[Extracted records]
------------------------------------------------------------

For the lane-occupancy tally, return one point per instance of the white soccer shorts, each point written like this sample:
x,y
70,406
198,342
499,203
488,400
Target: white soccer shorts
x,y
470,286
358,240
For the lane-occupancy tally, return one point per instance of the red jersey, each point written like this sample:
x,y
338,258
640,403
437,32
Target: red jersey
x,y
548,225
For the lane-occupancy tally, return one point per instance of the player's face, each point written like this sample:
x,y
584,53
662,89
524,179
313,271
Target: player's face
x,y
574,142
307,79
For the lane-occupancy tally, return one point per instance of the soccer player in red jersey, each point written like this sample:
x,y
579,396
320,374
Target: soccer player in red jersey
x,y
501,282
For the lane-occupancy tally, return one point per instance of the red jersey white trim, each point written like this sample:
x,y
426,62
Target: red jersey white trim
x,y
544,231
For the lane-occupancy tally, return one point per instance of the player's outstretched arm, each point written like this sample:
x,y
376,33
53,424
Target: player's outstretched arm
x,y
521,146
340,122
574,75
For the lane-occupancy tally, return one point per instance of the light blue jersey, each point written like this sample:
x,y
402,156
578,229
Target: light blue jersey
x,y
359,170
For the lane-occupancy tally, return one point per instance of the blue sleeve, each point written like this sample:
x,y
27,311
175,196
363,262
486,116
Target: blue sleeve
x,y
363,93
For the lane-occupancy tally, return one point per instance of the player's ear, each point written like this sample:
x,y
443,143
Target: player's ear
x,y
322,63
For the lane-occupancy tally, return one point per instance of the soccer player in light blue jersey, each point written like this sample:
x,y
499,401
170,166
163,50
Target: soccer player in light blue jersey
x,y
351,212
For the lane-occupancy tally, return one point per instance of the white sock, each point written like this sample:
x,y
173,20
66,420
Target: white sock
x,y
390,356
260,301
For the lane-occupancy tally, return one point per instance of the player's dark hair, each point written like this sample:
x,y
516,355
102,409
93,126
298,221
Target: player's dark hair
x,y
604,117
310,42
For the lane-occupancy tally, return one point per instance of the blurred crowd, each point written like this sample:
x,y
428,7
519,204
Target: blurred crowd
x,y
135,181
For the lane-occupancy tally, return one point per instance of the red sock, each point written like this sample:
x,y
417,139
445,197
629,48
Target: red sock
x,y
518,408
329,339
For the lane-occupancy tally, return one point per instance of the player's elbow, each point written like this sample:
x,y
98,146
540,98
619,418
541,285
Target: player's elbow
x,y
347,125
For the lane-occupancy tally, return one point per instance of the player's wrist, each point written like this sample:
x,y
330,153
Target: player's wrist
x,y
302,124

------------------------------------------------------------

#### Set exercise
Write out all of the records above without changing a single character.

#### Task response
For the lane-occupancy tally, return one point per instance of the white soccer shorts, each point written like this sample:
x,y
70,406
198,342
499,203
488,400
Target: white soccer shorts
x,y
470,286
358,240
For the lane-occupancy tally, return one point per instance of the red jersey, each point written like this sample:
x,y
338,258
640,403
437,32
Target: red jersey
x,y
548,225
For the lane-occupancy tally, return one point per instance of the player's face, each point written like this sample:
x,y
584,53
662,89
524,179
313,271
Target: player's face
x,y
574,142
307,79
For the lane-occupancy tally, return one point per instance of the soccer player in red jersey, each point written like this sample:
x,y
579,396
320,374
Target: soccer player in red jersey
x,y
501,282
For the lane-occupancy tally, return one point per instance of the red jersey white trim, each point written like this sample:
x,y
426,62
Target: red jersey white trim
x,y
544,231
For the lane-occupancy tally, return one point per instance of the player's outstretched arm, each point written like this sample:
x,y
376,33
53,424
Target: player's outstretched arm
x,y
521,146
340,122
574,75
For the lane-occupancy tally, return one point per instance of the light blue jersey, each point written like this sample:
x,y
402,156
578,229
Target: light blue jersey
x,y
359,170
For the lane-occupancy tally, return one point per instance of the blue sleeve, each point written like this sample:
x,y
27,311
175,196
363,262
486,116
Target: blue sleeve
x,y
363,93
For the lane-occupancy tally, return one point per instance of the player's ear, each point written like this sample:
x,y
443,143
Target: player's ear
x,y
322,63
For the lane-occupancy tally, return one point per instance of the soccer player in light blue jersey, each point written like this sample:
x,y
499,401
170,166
163,50
Target: soccer player in light blue jersey
x,y
351,212
For the lane-occupancy tally, return one point per instance of the white sock, each point written like this sample:
x,y
173,20
66,420
Target: white sock
x,y
390,356
260,301
For the lane-occupancy tally, return one point per instance of the player's dark hair, each point written like this sample:
x,y
516,355
102,409
93,126
298,221
Target: player's dark hair
x,y
604,117
310,42
For the lane-occupancy tally, return one point per instance of the blurred crowd, each point written like this sample:
x,y
428,7
519,204
Target: blurred crowd
x,y
135,181
For the lane-occupancy tally, return one point per instance of the red sock, each point written like this sample:
x,y
417,139
445,197
629,48
Target: red sock
x,y
518,408
329,339
For the lane-occupancy tally, return one point per instance of the player's elbow, each point written like this sample:
x,y
98,146
540,98
619,418
541,285
Target: player's elbow
x,y
347,125
For the lane-occupancy tally, return one point per instance of the player's wrist, each point written like this sample:
x,y
330,153
Target: player's wrist
x,y
302,124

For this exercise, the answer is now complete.